Print all entries precisely as they are written.

[Start of Stored data]

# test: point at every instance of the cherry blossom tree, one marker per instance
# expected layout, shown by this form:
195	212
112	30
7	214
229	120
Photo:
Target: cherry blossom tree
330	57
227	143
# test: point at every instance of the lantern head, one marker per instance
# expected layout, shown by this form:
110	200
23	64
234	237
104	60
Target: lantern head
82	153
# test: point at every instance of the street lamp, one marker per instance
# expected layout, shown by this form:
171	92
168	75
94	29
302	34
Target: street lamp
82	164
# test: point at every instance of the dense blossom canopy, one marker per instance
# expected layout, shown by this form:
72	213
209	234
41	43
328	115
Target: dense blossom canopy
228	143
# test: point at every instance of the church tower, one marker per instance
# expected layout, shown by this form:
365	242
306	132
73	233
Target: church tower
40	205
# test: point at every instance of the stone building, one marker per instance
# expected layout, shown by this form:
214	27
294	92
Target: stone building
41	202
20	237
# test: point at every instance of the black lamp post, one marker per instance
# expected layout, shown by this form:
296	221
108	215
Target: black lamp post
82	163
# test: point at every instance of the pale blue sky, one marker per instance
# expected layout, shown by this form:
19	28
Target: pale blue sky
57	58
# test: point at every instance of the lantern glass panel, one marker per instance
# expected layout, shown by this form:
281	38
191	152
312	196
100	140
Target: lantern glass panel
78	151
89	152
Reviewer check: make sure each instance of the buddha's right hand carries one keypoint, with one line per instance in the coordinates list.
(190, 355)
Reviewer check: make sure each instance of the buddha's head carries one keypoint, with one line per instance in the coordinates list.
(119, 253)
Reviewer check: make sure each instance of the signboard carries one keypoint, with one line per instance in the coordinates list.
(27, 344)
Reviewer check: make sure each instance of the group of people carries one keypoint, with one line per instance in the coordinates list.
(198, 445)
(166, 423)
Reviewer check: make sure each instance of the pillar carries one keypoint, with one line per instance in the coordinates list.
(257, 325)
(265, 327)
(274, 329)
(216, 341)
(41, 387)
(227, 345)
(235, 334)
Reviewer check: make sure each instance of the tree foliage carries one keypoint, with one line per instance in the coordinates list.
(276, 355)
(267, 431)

[End of Stored data]

> **The response**
# test: point at every instance of the cherry blossom tree, one marker per instance
# expected layout, shown by this form:
195	212
112	30
7	214
229	120
Photo:
Target: cherry blossom tree
330	57
227	143
# test: point at every instance of the lantern head, one marker per instance
# expected layout, shown by this form:
110	200
23	64
234	237
104	60
Target: lantern head
82	153
# test: point at every instance of the street lamp, one marker per instance
# expected layout, shown by this form:
171	92
168	75
94	29
302	34
Target: street lamp
82	164
# test: point at every instance of the dense blossom canopy, one marker per instance
# expected layout, shown by this form:
72	213
209	234
41	43
328	115
Target: dense blossom canopy
228	143
# test: point at every instance of the church tower, one marker per instance
# expected layout, shown by this form:
365	242
306	132
73	233
Target: church tower
40	205
# test: point at every instance of the stone building, one marker per instance
# expected layout, shown by this form:
214	27
294	92
Target: stone building
41	202
20	237
# test: point at every instance of the black lamp post, one marker per instance
# expected layout, shown by this form:
296	221
108	215
Target: black lamp post
82	163
# test: point at every instance of the pale blue sky, one marker per instance
# expected layout, shown by this form:
19	28
Target: pale blue sky
57	58
# test: point at every instance of the lantern glass panel, one marker per instance
# expected layout, shown by this form:
281	38
191	152
312	196
100	140
Target: lantern glass panel
78	151
89	152
Reviewer check: make sure each instance of the buddha's right hand carries one keypoint, with one line per instance in the coordinates list.
(190, 355)
Reviewer check: make sure each instance of the buddha's head carries one keypoint, with one line per instance in the coordinates list.
(119, 253)
Reviewer check: make sure each instance of the signboard carries one keypoint, with one line per instance in the coordinates list.
(27, 344)
Reviewer check: make sure each instance of the group of people carries one keypoint, with one line per instance in the coordinates list.
(198, 445)
(166, 423)
Reviewer check: make sure each instance of the pillar carries one keypoint, with one line per instance in the coordinates list.
(257, 325)
(265, 327)
(274, 329)
(216, 341)
(41, 387)
(227, 345)
(235, 334)
Reviewer check: make sure each instance of the tree foliage carries one keypoint, with one line per instance in the coordinates list.
(276, 355)
(267, 431)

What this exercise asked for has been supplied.